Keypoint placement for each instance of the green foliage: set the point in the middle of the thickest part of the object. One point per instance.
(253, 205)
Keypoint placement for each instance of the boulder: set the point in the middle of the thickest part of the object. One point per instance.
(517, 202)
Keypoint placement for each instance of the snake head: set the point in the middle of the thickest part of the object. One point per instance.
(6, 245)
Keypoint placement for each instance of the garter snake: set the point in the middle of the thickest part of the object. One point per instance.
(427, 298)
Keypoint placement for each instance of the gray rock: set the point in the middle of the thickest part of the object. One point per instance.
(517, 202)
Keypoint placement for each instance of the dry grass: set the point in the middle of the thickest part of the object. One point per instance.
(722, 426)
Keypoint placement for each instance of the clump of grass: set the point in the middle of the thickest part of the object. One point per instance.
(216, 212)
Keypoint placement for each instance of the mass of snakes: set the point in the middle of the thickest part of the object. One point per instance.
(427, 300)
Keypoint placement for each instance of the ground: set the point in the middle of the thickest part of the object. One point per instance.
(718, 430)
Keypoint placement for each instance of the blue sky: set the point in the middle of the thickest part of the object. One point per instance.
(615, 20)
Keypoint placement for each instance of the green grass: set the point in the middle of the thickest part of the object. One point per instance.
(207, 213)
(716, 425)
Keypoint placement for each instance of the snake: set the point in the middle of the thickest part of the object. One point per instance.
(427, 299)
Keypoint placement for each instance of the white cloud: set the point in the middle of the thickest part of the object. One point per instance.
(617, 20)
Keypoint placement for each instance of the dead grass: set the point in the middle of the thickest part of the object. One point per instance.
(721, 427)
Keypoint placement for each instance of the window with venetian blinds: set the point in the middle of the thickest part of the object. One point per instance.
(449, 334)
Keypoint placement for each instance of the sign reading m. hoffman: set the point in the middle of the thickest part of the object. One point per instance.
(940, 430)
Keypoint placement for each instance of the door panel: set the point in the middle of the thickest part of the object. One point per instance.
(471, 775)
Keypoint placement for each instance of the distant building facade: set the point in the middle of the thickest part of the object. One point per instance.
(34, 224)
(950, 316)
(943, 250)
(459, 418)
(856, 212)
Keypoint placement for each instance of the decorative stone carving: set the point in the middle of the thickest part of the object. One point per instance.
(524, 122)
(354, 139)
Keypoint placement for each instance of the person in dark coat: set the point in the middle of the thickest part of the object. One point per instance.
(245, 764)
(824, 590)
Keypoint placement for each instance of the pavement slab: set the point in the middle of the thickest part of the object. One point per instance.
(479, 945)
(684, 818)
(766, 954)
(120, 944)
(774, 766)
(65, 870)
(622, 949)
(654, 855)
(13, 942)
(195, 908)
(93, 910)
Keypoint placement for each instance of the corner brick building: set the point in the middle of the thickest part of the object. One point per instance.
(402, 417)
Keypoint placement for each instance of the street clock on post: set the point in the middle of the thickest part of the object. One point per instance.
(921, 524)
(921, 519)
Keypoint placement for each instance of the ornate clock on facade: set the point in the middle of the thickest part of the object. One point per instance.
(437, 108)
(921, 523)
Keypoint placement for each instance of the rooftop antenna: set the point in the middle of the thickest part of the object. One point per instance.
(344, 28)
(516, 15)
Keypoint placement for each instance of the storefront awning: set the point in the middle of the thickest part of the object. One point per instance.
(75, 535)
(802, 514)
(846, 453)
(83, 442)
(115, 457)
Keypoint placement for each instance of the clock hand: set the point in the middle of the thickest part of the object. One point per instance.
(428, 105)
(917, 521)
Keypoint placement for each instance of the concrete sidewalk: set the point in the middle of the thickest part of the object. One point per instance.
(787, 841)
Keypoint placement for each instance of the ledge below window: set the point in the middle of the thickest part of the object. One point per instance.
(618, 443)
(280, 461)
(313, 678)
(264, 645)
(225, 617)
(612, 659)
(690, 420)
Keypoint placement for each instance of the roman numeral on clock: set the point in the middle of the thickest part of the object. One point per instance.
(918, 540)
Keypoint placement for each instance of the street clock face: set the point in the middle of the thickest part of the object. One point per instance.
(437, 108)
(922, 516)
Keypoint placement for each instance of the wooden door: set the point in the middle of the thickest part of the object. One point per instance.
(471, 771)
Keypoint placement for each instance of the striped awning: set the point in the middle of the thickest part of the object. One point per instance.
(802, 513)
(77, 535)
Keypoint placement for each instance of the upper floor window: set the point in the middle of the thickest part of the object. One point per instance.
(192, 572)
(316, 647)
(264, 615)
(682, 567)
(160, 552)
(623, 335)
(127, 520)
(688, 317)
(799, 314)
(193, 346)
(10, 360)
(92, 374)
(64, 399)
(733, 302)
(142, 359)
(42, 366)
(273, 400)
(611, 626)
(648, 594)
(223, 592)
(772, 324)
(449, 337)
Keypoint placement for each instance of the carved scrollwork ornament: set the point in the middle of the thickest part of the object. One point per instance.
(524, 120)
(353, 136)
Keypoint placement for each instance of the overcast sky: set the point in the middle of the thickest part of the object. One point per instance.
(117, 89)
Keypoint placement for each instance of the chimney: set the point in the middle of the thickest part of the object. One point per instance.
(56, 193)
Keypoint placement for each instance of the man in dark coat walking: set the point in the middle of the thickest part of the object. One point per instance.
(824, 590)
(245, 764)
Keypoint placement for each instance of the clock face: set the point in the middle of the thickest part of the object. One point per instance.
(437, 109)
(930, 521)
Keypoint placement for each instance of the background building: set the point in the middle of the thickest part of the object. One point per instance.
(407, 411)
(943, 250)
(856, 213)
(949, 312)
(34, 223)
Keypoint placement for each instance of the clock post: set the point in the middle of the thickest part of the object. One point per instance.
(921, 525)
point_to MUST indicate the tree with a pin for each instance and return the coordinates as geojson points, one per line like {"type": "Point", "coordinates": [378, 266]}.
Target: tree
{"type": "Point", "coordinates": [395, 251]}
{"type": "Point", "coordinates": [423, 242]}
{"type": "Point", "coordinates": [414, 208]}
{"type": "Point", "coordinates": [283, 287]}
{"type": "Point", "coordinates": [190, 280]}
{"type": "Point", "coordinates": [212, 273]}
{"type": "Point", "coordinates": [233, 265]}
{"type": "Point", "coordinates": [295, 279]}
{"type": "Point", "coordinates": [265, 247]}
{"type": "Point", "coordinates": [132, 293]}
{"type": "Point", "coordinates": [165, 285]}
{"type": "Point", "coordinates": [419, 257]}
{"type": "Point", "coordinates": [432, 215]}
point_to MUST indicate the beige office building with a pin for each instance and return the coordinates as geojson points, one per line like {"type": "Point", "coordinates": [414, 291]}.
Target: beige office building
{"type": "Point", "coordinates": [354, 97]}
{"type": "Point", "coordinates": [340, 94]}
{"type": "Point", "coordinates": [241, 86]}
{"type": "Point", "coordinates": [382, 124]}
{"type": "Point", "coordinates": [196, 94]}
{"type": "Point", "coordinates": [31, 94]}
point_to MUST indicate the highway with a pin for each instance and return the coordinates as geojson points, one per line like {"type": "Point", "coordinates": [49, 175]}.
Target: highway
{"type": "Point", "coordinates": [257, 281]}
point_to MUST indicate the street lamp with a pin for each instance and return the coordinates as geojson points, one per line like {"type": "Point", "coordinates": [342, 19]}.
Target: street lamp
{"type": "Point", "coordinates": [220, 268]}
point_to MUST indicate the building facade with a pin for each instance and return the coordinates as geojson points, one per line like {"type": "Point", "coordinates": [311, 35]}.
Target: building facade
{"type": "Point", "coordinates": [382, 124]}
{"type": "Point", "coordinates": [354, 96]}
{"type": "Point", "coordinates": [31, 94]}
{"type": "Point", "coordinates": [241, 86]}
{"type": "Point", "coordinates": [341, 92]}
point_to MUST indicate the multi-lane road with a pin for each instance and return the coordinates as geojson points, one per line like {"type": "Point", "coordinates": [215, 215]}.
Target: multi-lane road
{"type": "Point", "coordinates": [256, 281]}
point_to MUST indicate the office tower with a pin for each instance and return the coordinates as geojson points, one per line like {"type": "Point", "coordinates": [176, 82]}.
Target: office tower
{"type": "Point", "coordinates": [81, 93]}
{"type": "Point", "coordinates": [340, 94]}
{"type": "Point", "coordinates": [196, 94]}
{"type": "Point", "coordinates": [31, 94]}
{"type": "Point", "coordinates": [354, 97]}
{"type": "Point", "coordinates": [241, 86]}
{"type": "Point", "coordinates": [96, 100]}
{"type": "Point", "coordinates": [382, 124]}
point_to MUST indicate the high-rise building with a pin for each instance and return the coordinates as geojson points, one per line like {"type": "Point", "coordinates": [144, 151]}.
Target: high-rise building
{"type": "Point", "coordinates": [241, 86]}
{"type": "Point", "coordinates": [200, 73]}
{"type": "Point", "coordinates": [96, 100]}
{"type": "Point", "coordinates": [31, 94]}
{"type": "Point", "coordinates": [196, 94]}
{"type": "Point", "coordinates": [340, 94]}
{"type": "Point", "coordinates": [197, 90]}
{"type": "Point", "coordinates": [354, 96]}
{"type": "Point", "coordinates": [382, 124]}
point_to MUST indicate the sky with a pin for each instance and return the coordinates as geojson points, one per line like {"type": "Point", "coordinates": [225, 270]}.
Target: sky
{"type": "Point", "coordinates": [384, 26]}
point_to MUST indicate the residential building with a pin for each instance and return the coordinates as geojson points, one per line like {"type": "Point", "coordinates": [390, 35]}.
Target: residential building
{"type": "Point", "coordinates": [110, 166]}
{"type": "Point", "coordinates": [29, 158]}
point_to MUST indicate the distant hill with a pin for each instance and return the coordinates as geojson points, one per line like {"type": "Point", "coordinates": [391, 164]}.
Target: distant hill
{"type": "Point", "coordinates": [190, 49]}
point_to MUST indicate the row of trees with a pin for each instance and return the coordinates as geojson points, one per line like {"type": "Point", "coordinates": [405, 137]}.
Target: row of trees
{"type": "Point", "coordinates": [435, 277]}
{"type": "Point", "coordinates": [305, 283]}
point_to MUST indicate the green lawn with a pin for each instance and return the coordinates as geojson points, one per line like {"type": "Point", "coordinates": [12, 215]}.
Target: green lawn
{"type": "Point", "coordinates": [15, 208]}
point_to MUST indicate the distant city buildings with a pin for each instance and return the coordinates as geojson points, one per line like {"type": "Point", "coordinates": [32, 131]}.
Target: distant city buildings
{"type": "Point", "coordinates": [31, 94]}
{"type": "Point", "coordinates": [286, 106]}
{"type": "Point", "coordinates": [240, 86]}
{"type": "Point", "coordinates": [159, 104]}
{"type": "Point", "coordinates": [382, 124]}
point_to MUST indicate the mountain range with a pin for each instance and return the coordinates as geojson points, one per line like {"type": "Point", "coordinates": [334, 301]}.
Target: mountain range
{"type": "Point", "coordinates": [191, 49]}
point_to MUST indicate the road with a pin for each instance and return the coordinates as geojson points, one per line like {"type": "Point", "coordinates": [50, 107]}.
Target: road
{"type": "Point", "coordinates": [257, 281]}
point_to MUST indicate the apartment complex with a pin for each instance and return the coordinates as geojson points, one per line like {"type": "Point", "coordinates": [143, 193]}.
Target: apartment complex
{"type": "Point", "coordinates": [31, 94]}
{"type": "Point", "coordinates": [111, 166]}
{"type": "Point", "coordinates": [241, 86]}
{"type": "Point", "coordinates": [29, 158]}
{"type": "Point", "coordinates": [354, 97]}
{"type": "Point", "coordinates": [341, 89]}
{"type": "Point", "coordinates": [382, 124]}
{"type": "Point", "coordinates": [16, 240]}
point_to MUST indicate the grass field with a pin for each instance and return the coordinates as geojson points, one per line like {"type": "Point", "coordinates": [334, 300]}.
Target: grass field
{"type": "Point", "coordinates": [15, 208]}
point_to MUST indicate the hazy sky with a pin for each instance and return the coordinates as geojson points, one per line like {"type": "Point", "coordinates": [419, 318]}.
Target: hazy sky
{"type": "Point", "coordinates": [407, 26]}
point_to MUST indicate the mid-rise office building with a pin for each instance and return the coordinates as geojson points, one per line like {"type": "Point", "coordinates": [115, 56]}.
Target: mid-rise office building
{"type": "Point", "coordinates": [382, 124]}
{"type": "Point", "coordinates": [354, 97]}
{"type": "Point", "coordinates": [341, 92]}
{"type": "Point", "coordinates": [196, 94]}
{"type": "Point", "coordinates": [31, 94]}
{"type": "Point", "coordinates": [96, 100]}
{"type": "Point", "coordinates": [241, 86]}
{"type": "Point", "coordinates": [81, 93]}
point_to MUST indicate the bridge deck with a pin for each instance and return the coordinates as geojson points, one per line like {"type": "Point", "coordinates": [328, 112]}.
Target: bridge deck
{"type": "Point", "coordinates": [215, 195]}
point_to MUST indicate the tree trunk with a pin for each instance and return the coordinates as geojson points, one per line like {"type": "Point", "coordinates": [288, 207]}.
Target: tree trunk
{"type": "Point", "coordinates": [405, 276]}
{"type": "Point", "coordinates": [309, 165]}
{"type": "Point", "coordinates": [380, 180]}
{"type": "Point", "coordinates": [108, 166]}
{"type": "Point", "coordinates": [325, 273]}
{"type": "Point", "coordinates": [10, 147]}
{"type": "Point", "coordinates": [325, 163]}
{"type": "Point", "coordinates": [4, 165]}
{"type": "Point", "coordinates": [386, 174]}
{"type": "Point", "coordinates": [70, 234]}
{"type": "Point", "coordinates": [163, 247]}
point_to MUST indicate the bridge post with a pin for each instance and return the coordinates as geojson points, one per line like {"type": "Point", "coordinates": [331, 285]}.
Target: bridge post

· · ·

In the data above, start at the line that has "Target: multi-lane road", stop after the line that has "point_to MUST indicate the office", and print every line in between exactly as it stands.

Target: multi-lane road
{"type": "Point", "coordinates": [256, 281]}
point_to MUST indicate the office tower with a pin for each instance and return the coordinates as geojson points, one per line like {"type": "Point", "coordinates": [176, 82]}.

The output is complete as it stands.